| The request |
Copy out verbatim the lines of the material below that begin at the line containing "Every instance of the temple niche" and run through the last line of the material.

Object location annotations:
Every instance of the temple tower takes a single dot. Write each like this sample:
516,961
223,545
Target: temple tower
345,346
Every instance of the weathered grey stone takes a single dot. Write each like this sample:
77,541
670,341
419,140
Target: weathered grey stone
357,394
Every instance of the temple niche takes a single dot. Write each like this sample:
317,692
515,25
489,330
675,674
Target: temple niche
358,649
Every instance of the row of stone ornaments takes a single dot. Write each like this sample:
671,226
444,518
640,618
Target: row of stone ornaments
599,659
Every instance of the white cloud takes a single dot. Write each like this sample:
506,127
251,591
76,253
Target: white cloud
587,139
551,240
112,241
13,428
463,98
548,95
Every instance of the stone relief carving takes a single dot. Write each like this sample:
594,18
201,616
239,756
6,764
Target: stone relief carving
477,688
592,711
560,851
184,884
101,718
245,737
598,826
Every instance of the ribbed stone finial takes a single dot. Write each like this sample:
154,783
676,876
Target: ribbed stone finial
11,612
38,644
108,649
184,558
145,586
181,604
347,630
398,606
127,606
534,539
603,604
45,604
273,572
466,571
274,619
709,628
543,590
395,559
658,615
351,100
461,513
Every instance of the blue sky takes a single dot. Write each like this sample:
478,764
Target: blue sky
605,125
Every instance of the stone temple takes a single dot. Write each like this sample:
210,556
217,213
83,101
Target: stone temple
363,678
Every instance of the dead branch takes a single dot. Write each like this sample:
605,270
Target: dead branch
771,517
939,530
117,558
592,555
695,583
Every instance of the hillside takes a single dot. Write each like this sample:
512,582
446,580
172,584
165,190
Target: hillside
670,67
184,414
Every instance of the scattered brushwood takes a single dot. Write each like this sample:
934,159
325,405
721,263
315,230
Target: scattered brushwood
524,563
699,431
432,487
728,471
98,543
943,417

| Solved problem |
Every instance of the temple niche takes a single dot. Write each like this sample:
317,692
515,25
489,330
675,674
Target: temple niche
358,649
Every instance of the row of stone ornaments takes a single dot. Write each like this sample:
671,226
444,518
640,618
Target: row of stone ornaments
599,659
Every instance of the white cloud takes a single dot. Write each like this sample:
506,127
251,591
76,253
Target: white cloud
587,139
551,240
112,241
13,428
463,98
548,95
Every instance of the stone relief carving takes a single dot. Write each like this sample:
594,18
201,616
239,756
6,764
Target: stone relief carving
477,688
592,711
560,851
184,884
101,718
245,737
598,826
Every instance of the ribbed stone finial takes a single dot. Write each like this sample:
154,783
676,876
Target: ribbed stone finial
11,612
38,644
108,649
184,558
145,586
181,604
347,630
398,606
127,606
534,539
603,604
45,604
273,572
466,571
274,619
709,628
543,590
395,559
658,615
351,100
461,513
Every instance of the blue sky takes a single dot. Write each like this sample:
478,764
Target: blue sky
605,125
Every instance of the stone temple takes a single dot. Write each like this sample:
210,556
217,213
83,101
Target: stone temple
363,678
Every instance of the dead branch takes a single dot. Write each like this sample:
605,270
Target: dead branch
771,517
939,530
117,558
592,555
695,583
Every instance of the hillside takes a single dot. Write each like this sample:
512,582
446,580
172,584
165,190
Target: hillside
670,67
184,414
Every instance of the scattered brushwood takes a single dot. Write each like this sample:
934,159
325,405
721,263
315,230
Target: scattered brushwood
524,563
699,431
432,487
728,471
98,543
943,417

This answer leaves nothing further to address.